SOURCE MATERIAL:

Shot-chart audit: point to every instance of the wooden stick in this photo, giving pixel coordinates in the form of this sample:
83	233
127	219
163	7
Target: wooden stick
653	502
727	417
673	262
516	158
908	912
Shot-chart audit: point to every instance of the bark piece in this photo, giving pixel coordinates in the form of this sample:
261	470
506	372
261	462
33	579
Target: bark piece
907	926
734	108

==

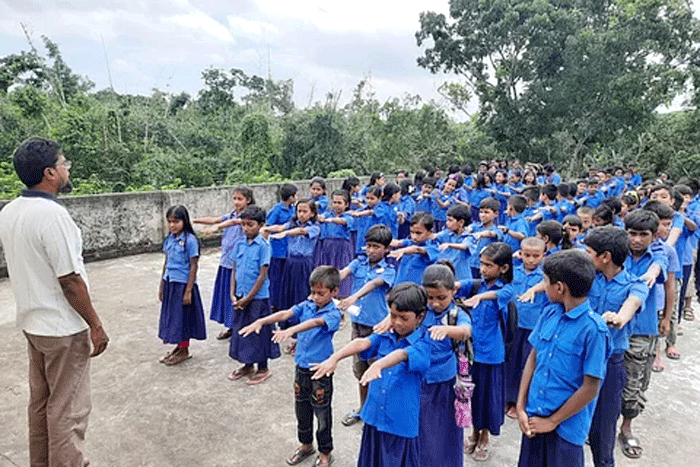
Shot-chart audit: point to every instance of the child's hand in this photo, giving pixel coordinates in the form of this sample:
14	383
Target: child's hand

INSTRUCTIONS FOR THE TASK:
How many lines in the items above contain the string "every"? Match case exactly and reply with the number alone.

ANSWER FOR THE TASK:
3